What you need to do :: Each entry is to be restated word for word, with nothing omitted.

Exercise data ::
»»

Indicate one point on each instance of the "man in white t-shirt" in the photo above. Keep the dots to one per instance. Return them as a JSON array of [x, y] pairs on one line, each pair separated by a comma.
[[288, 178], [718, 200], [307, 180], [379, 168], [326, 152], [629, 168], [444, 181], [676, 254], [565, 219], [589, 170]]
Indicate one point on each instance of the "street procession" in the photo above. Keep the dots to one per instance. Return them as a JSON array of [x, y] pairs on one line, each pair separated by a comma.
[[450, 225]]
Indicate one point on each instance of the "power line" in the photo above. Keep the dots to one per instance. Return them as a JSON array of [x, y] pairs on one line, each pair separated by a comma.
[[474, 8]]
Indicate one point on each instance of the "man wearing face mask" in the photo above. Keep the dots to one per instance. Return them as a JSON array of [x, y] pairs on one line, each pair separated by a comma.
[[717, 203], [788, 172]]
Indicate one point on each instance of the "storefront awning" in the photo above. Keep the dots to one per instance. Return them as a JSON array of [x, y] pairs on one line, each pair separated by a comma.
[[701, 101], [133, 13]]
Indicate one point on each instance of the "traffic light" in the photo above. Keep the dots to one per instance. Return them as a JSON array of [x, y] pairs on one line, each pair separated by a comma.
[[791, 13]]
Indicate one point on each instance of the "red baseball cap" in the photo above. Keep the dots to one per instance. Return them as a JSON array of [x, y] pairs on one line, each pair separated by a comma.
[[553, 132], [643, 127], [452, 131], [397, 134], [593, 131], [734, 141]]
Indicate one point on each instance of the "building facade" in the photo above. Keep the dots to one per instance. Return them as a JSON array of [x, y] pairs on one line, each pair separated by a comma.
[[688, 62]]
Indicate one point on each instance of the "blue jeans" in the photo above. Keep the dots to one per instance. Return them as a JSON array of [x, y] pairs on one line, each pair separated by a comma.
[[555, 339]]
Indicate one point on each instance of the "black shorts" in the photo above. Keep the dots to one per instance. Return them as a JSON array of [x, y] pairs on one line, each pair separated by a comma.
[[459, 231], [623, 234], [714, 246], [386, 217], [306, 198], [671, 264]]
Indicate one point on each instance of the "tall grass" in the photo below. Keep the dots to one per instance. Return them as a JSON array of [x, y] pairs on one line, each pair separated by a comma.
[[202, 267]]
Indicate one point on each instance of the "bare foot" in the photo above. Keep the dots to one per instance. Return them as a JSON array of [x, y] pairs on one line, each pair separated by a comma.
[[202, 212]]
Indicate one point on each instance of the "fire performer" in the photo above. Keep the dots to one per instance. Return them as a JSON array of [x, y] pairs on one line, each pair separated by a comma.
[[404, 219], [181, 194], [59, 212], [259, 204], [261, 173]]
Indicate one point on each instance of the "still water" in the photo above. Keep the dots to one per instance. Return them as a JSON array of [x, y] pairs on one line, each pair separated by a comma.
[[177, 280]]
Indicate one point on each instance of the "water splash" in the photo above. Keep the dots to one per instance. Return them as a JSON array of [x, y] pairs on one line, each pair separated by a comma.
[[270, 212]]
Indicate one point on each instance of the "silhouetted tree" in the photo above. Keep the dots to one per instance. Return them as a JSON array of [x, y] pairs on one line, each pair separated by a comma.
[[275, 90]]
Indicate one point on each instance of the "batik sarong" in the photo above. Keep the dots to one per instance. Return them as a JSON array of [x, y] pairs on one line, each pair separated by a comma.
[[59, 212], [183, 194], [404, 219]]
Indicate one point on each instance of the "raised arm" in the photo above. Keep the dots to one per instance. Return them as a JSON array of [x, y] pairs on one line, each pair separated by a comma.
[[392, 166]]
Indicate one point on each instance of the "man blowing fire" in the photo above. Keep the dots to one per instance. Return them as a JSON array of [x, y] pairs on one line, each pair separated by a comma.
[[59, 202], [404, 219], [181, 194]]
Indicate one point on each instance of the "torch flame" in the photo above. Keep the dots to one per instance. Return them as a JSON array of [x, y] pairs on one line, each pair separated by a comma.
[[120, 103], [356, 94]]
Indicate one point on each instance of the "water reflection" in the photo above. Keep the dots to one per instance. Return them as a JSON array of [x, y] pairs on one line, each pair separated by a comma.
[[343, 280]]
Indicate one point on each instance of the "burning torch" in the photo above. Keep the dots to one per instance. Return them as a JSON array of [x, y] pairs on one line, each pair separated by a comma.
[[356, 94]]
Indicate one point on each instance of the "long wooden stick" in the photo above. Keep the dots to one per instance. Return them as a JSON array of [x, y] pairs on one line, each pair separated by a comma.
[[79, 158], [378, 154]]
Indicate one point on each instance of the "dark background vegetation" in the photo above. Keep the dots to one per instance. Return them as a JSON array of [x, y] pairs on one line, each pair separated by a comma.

««

Finished task ::
Indicate one point on each instance of the "man in white t-shirt" in the photo above. Keep the dots to one per instance. Return them as a JSON array of [x, y] pairs on one line, each pair separated by a comma.
[[288, 178], [718, 200], [307, 180], [379, 168], [326, 152], [629, 168], [444, 181], [676, 254], [565, 219], [589, 170]]
Indicate one point on each instance of the "street procession" in the photo above. Keep the dots to one per instance. Return them as a JSON array of [x, y] pairs on one line, each pair separated by a comma.
[[450, 225]]
Indicate one point on each instance of the "power line" in the photo above. Keep the dots to one per instance. Return them as a JSON array of [x, y] pairs on one line, each pair separated by a comma.
[[474, 8]]
Indicate one point on each instance of the "man wearing face mask" in the photo above. Keep the dots to one per instance. Return them as a JSON array of [x, y] pairs on one line, each pair separated by a comma.
[[717, 203], [788, 172]]
Indicate one point on each instance of the "storefront awning" in the photo above. Keep the dots to one per instance. Return them as a JSON array of [x, y] pairs on one line, each pair separated by a comma.
[[701, 101], [133, 13]]
Indicate one point on each instance of the "traffic light" in the photo above. Keep the dots to one per instance. Return them as a JSON array of [x, y] pairs on one line, each pair separated by a comma.
[[791, 13]]
Indicate one point on each instance of the "red baseball cap" in the photo above. Keep the dots to one per instance. Return them as a JSON array of [x, y] pairs on one line, each pair separated by a comma.
[[553, 132], [643, 127], [452, 131], [397, 134], [593, 131], [734, 141]]
Indicate one point on each instance of the "building facade" in the photo above. Keep the dots to one per instance. Return them as a JSON array of [x, y] pairs on one line, each pair separated by a comma.
[[688, 62]]
Indicate one point on each instance of the "blue jeans" in the photo above. Keep the dots to one per instance. Return them as a JSON array of [x, y] pairs on one line, each pair separated by a comma.
[[555, 339]]
Indicate one point on each instance of the "black shorts" in the photo above. Keep the dots to one per instance. Return them as a JSON array of [x, y] pairs on one line, each pair separated by a comma.
[[459, 231], [623, 234], [714, 246], [386, 217], [306, 198], [671, 264]]
Indicate one point on each instance of the "tall grass" in the photo below. Keep the dots to one per instance. Return them as a JSON array of [x, y] pairs on one line, each pair separated by a comma.
[[202, 267]]
Indicate one point on each instance of the "bare foot" in the photo above. Keep the dots to one per instance. Return them as a JSON array of [x, y] pairs on one line, each pair separated by a comma.
[[202, 212]]
Indicate one point on each instance of the "fire performer" in the photo above. Keep the dots to one per instance. Return them as a JSON array of [x, y] pairs on one line, each pair separated by a comma.
[[404, 219], [181, 194], [59, 212], [259, 204], [261, 173]]
Indicate one point on each instance of the "still water" in the photo above. Keep the dots to one per instance. Return them as a JSON array of [x, y] pairs on one line, each pair separated by a comma.
[[177, 280]]
Indicate one point on each instance of the "water splash" in the photo above. Keep the dots to one per instance. Return them as a JSON array of [x, y] pairs on one line, each pair separated by a comma.
[[270, 212]]
Indicate one point on each instance of the "silhouetted tree" in the photo above. Keep the dots to one per instance. Return them as a JSON array of [x, y] pairs on one line, each pair separated by a comma.
[[275, 90]]
Indicate one point on each instance of the "batik sarong" in the photo above. Keep the dots to one per instance. Return them as a JSON array of [x, y] pairs on one line, each pair separated by a comma.
[[59, 212], [183, 194], [404, 219]]
Indicate one point on each instance of the "raised arm" in the photo above. Keep the dots to one per instance. Return them as a JSON array of [x, y] pairs on one line, each pair separated by a comma.
[[392, 166]]
Indicate one point on each instance of the "man blowing fire" in the photo above. Keep the dots to one per instance. Return them as a JSON array of [x, y] pairs on one line, each pair separated by a comma.
[[59, 202], [404, 219], [181, 194]]
Indicate one point on each instance of the "torch flame" in the photo above. Keep the dots to one per instance. Return them as a JSON array of [x, y] pairs on one line, each pair separated by a comma.
[[120, 103], [356, 94]]
Indicate one point on each instance of the "water reflection" in the photo above. Keep the dots to one per instance. Return them as a JSON array of [x, y] pairs on one line, each pair separated by a comma.
[[343, 280]]
Indicate one point on each instance of the "burning torch" in the photo above. Keep the dots to one per instance. Return them as a JSON array of [x, y] pairs on one line, each pair separated by a comma.
[[356, 94]]
Indicate one point on each instance of the "long wooden stick" in the photo above. Keep the dots to one per instance. Return them as a JSON array of [x, y] pairs on one line, each pair separated by a comma.
[[79, 158], [378, 154]]
Indicate one point on each instance of the "dark background vegetation" in the photo above. Keep the dots to one per instance. Return them as a JSON array of [x, y] pairs on one line, each pair separated by a comma.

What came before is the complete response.